━━━ DATA SECTION ━━━
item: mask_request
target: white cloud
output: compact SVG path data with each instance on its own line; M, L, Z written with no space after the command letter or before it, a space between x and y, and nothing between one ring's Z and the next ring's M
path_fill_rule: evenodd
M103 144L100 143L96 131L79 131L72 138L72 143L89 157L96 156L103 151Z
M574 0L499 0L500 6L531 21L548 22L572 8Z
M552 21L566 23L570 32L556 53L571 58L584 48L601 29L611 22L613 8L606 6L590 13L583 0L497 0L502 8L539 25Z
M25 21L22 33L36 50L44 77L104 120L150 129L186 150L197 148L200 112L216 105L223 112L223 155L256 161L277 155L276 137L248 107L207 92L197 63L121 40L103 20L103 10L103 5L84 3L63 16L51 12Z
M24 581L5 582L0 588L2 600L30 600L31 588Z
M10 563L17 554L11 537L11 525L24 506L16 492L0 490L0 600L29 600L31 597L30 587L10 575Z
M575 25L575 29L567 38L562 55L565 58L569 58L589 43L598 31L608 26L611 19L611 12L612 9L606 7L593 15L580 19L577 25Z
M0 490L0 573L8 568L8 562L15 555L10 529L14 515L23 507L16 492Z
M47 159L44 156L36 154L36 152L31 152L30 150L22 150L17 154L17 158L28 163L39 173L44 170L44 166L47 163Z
━━━
━━━ DATA SECTION ━━━
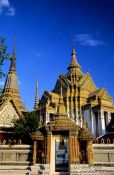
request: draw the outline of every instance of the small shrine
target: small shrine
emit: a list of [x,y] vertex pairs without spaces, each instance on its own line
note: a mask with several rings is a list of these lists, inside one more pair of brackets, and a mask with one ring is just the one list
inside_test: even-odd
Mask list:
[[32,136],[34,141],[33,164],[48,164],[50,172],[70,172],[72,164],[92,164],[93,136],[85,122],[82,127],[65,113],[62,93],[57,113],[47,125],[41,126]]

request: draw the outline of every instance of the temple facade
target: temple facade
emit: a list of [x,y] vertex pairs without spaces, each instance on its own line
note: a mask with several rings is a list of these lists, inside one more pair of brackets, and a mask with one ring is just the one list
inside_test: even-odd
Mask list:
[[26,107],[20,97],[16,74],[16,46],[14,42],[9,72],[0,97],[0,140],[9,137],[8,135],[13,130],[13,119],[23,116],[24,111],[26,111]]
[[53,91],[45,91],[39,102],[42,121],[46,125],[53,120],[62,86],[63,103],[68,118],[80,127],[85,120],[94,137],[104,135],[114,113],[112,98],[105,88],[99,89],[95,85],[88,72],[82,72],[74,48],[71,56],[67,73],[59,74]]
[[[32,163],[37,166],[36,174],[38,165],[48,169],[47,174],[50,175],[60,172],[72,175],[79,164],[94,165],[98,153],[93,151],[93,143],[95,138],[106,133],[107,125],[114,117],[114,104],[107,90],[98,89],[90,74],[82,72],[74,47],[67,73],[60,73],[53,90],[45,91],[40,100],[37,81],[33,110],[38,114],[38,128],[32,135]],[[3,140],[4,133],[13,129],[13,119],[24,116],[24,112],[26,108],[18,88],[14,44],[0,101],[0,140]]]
━━━
## [THE REQUEST]
Locate each line in the two blocks above that contains the word "every", and copy those lines.

## [EXERCISE OUTPUT]
request: draw the outline of every instance of the small shrine
request: draw the outline of every instance of the temple facade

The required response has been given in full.